Chapter 4 · Scaling the Negatives

CONCEPT 4.1

Memory bank & the staleness problem

Idea: pre-compute an embedding for every image once, store them, and reuse them as negatives — no need to re-encode thousands of images each step. Suddenly you have a huge dictionary for free.

But there's a catch. The encoder keeps changing every step, while the stored embeddings were made by older versions of it. They go stale — inconsistent with today's encoder — and stale negatives give noisy gradients. Watch the bank rot as training marches on.

🌍 Everyday analogy: trying to recognise coworkers using last year’s ID photos. New haircuts, beards, glasses — the older the photo, the worse it matches the person in front of you. Stored embeddings rot the same way as the encoder keeps learning.

💡 Key idea: a big dictionary is useless if its entries don't speak the same “language” as the current encoder.

Memory bank · watch it go stale

CONCEPT 4.2

MoCo: momentum encoder + a queue

MoCo's two moves. First, a momentum encoder: the key encoder's weights are an exponential moving average (EMA) of the query encoder. It changes slowly, so all the stored negatives stay consistent. Second, a FIFO queue: each step the newest batch of keys is enqueued and the oldest is dropped.

This decouples the number of negatives from the batch size. Crank the momentum and the queue length and watch the consistency meter respond; lower momentum and the dictionary starts to wobble.

🌍 Everyday analogy: the teacher copies the student’s notebook slowly — a little each day — so the “answer key” never lurches around overnight; everything stays consistent. Meanwhile the negatives ride a sushi-train conveyor belt: each step a fresh plate is added at one end and the oldest plate is taken off the other.

Go deeper: why an EMA teacher and not just a copy?

# [GIVEN REQUEST 1]
Which changes in appearance does the chapter on scaling the negatives name in its analogy about coworkers' ID photos?
# [GIVEN REQUEST 2]
Rewrite the records from the line containing "Objective — one point per instance of the woman" through the end of the records, inclusive, with "wooden" replaced by "metal" and nothing else changed.

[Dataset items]
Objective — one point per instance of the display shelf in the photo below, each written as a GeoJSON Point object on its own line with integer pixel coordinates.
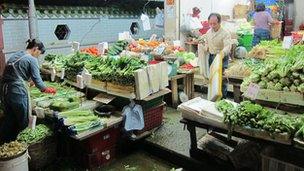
{"type": "Point", "coordinates": [281, 97]}
{"type": "Point", "coordinates": [112, 121]}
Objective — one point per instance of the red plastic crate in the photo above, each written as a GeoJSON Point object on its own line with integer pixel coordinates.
{"type": "Point", "coordinates": [102, 140]}
{"type": "Point", "coordinates": [153, 118]}
{"type": "Point", "coordinates": [98, 158]}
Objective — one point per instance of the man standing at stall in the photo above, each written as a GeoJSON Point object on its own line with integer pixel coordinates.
{"type": "Point", "coordinates": [216, 40]}
{"type": "Point", "coordinates": [20, 68]}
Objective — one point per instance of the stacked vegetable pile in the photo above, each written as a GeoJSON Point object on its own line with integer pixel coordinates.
{"type": "Point", "coordinates": [119, 70]}
{"type": "Point", "coordinates": [117, 47]}
{"type": "Point", "coordinates": [91, 51]}
{"type": "Point", "coordinates": [267, 49]}
{"type": "Point", "coordinates": [54, 61]}
{"type": "Point", "coordinates": [285, 73]}
{"type": "Point", "coordinates": [75, 64]}
{"type": "Point", "coordinates": [255, 116]}
{"type": "Point", "coordinates": [12, 149]}
{"type": "Point", "coordinates": [79, 120]}
{"type": "Point", "coordinates": [32, 136]}
{"type": "Point", "coordinates": [66, 98]}
{"type": "Point", "coordinates": [243, 68]}
{"type": "Point", "coordinates": [142, 46]}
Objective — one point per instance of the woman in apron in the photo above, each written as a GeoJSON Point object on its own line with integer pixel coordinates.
{"type": "Point", "coordinates": [20, 68]}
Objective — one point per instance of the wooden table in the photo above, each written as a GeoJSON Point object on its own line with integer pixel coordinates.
{"type": "Point", "coordinates": [191, 46]}
{"type": "Point", "coordinates": [111, 122]}
{"type": "Point", "coordinates": [236, 82]}
{"type": "Point", "coordinates": [188, 81]}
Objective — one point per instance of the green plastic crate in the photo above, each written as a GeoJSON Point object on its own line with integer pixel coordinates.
{"type": "Point", "coordinates": [245, 40]}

# [CORRECT RESULT 1]
Haircuts, beards, and glasses.

# [CORRECT RESULT 2]
Objective — one point per instance of the woman in apron in the photo above, each written as a GeoJSON Point object on its own line with integer pixel coordinates.
{"type": "Point", "coordinates": [20, 68]}
Objective — one point per instance of the metal table in the photo above, each written as a GeoJSON Point object on its own line with integer pixel coordinates.
{"type": "Point", "coordinates": [191, 46]}
{"type": "Point", "coordinates": [111, 122]}
{"type": "Point", "coordinates": [236, 82]}
{"type": "Point", "coordinates": [188, 81]}
Objective — one point per instance of the green plastic crate in the photo above, each written as a GeoJSON Point object on its own line with integer pixel coordinates.
{"type": "Point", "coordinates": [245, 40]}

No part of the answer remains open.